Text of Past Commencement Addresses

Graduate Ceremony: Garry Wills, May 10, 2008

Garry Wills is a scholar and journalist and recipient of numerous awards including the Pulitzer Prize.

Wills address is also available for download in MSWORD.

There is also audio of Garry Wills' address to the Graduate ceremony.

The Text:

It is good to be back in Connecticut.  I used to live near here, in Wallingford.  My wife and my first child were born in Meriden, as was our favorite singer, Rosa Ponselle.  Hartford is for me the intellectual capital of America because Mark Twain lived here, that fount of wisdom. 

When people like Senator McCain tell us that America is, by constitutional mandate, a Christian country, I remember Twain’s response to his friend Andrew Carnegie when Carnegie said that whether you like it or not, America is a Christian country. 

Twain’s reply was “I know that, Andrew, but so is hell – and we do not boast about that.”

Looking at  these graduates on their important day, I want  to express my sincere and deep admiration for the complex, laborious, multiply-interwoven achievements that this event represents -- my congratulations to the hard-working students, the hard-sacrificing parents, and the hard-driving teachers who have forged this conjoint  miracle of large-scale education.

◆ **Aim a**: Reproduce the Garry Wills commencement address word for word, in full.

◆ **Data entries**:
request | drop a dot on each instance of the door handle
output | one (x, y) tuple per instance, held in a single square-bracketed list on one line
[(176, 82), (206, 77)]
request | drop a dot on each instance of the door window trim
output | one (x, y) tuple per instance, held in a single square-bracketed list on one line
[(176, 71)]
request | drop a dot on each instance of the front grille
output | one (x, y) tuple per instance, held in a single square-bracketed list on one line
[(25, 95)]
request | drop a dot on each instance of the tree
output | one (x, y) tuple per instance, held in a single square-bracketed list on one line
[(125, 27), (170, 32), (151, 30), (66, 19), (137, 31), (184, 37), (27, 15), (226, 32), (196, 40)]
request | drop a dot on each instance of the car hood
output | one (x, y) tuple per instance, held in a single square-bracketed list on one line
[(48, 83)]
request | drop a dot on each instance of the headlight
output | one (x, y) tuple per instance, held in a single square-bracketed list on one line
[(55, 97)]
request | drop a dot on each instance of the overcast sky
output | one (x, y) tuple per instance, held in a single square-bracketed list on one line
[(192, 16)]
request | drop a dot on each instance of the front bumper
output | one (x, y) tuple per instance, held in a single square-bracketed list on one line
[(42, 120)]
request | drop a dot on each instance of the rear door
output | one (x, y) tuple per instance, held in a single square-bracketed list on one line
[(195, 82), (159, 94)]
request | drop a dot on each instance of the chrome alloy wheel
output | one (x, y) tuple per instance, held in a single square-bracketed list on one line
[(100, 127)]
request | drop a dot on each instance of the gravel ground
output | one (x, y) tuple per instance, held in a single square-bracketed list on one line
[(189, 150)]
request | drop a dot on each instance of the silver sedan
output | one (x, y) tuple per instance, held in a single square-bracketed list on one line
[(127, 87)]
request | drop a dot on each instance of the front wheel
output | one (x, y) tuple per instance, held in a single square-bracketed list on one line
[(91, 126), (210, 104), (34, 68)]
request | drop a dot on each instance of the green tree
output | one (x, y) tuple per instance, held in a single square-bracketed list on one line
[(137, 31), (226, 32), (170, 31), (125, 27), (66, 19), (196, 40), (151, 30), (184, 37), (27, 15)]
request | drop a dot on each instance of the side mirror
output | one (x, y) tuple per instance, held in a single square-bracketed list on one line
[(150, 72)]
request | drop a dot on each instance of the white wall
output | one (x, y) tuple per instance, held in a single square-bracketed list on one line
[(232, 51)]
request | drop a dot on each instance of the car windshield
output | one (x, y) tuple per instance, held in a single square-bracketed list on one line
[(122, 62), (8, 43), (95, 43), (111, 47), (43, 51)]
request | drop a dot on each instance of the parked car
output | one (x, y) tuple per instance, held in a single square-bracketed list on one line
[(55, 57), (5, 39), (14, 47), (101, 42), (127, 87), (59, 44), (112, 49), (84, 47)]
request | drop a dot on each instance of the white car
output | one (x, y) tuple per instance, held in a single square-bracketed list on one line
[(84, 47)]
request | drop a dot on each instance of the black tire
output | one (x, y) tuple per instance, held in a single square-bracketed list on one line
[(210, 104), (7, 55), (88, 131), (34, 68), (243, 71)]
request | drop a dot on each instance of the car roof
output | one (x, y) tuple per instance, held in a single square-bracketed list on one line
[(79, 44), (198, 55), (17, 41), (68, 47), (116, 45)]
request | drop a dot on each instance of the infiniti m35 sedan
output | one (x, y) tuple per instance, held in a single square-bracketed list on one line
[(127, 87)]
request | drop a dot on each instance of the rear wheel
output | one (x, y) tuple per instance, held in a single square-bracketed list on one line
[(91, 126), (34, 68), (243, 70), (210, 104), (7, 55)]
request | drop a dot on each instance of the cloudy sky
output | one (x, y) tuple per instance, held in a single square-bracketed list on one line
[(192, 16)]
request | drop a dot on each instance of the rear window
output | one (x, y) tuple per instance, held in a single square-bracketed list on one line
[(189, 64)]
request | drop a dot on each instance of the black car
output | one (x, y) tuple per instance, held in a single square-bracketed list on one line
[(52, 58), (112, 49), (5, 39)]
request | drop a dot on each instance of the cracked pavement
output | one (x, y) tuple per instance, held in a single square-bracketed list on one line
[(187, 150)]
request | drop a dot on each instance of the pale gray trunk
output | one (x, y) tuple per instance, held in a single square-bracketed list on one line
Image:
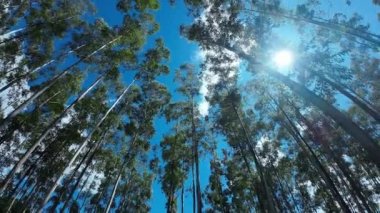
[(51, 83), (19, 78), (370, 37), (364, 106), (360, 136), (114, 192), (83, 145), (45, 133)]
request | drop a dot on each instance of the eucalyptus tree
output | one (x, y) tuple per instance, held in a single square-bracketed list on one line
[(188, 119), (174, 154), (129, 45), (226, 33)]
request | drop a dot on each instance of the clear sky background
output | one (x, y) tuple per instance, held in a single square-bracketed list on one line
[(182, 51)]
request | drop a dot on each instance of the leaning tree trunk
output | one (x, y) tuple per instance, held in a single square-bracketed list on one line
[(196, 159), (341, 119), (45, 133), (368, 109), (49, 84), (317, 138), (23, 76), (271, 205), (26, 32), (372, 38), (119, 177), (83, 145), (88, 163), (305, 146)]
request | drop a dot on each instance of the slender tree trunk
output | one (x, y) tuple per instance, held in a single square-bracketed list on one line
[(182, 199), (193, 187), (85, 142), (88, 163), (328, 25), (283, 192), (368, 109), (360, 136), (29, 73), (346, 172), (344, 121), (45, 133), (299, 138), (196, 159), (270, 205), (49, 99), (119, 177), (37, 26), (49, 84)]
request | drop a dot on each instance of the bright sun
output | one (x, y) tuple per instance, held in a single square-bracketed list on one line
[(283, 58)]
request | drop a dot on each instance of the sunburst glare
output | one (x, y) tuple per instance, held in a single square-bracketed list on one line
[(283, 59)]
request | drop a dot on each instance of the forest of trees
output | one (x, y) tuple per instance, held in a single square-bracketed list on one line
[(80, 101)]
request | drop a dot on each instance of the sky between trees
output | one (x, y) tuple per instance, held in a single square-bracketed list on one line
[(189, 106)]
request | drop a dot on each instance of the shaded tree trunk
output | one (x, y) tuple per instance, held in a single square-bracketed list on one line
[(45, 133), (19, 78), (360, 136), (364, 106), (50, 83), (270, 205)]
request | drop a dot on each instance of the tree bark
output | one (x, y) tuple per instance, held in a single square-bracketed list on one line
[(84, 144), (45, 133), (368, 109), (16, 111), (19, 78), (299, 138), (271, 203), (341, 119)]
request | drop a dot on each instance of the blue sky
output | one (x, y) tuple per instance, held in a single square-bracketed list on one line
[(181, 51), (170, 18)]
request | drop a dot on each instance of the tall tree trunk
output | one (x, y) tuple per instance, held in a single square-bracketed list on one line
[(341, 119), (88, 163), (360, 136), (283, 192), (372, 38), (120, 174), (316, 137), (271, 204), (45, 133), (182, 198), (84, 144), (29, 73), (196, 158), (364, 106), (51, 82), (241, 149), (305, 146), (25, 32)]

◆ **Aim b**: In the records, revise the lines from the line with "request | drop a dot on each instance of the eucalyptus" to the line with "[(80, 101)]", changing "leaning" to "tilted" and leaving everything else as it is. Return only those lines.

◆ **Expected output a**:
Text of Past Commencement Addresses

Graduate Ceremony: Garry Wills, May 10, 2008

Garry Wills is a scholar and journalist and recipient of numerous awards including the Pulitzer Prize.

Wills address is also available for download in MSWORD.

There is also audio of Garry Wills' address to the Graduate ceremony.

The Text:

It is good to be back in Connecticut.  I used to live near here, in Wallingford.  My wife and my first child were born in Meriden, as was our favorite singer, Rosa Ponselle.  Hartford is for me the intellectual capital of America because Mark Twain lived here, that fount of wisdom. 

When people like Senator McCain tell us that America is, by constitutional mandate, a Christian country, I remember Twain’s response to his friend Andrew Carnegie when Carnegie said that whether you like it or not, America is a Christian country. 

Twain’s reply was “I know that, Andrew, but so is hell – and we do not boast about that.”

Looking at  these graduates on their important day, I want  to express my sincere and deep admiration for the complex, laborious, multiply-interwoven achievements that this event represents -- my congratulations to the hard-working students, the hard-sacrificing parents, and the hard-driving teachers who have forged this conjoint  miracle of large-scale education.

◆ **Expected output b**:
request | drop a dot on each instance of the eucalyptus tree
output | one (x, y) tuple per instance, held in a single square-bracketed list on one line
[(188, 119), (174, 154), (129, 45), (226, 33)]
request | drop a dot on each instance of the clear sky background
output | one (x, y) tuple per instance, held in a single square-bracketed list on one line
[(182, 51)]
request | drop a dot on each instance of the tilted tree trunk
output | one (x, y) tuple per instance, held in a single square-bracketed list on one line
[(196, 159), (341, 119), (45, 133), (368, 109), (49, 84), (317, 138), (23, 76), (271, 205), (26, 32), (372, 38), (119, 177), (83, 145), (88, 163), (305, 146)]
request | drop a dot on each instance of the slender tree trunk
output | one (x, y) tuple per instance, held in a single square-bracketed list on one line
[(182, 199), (193, 187), (85, 142), (88, 163), (328, 25), (283, 192), (368, 109), (360, 136), (29, 73), (346, 172), (344, 121), (45, 133), (299, 138), (196, 159), (270, 205), (49, 99), (119, 177), (37, 26), (49, 84)]
request | drop a dot on each instance of the bright sun
output | one (x, y) tuple per instance, held in a single square-bracketed list on one line
[(283, 58)]
request | drop a dot on each instance of the sunburst glare
output | one (x, y) tuple per instance, held in a single square-bracketed list on one line
[(283, 59)]
request | drop a dot on each instance of the forest of trees
output | one (x, y) tuple per instance, held in a single square-bracketed list on one line
[(80, 101)]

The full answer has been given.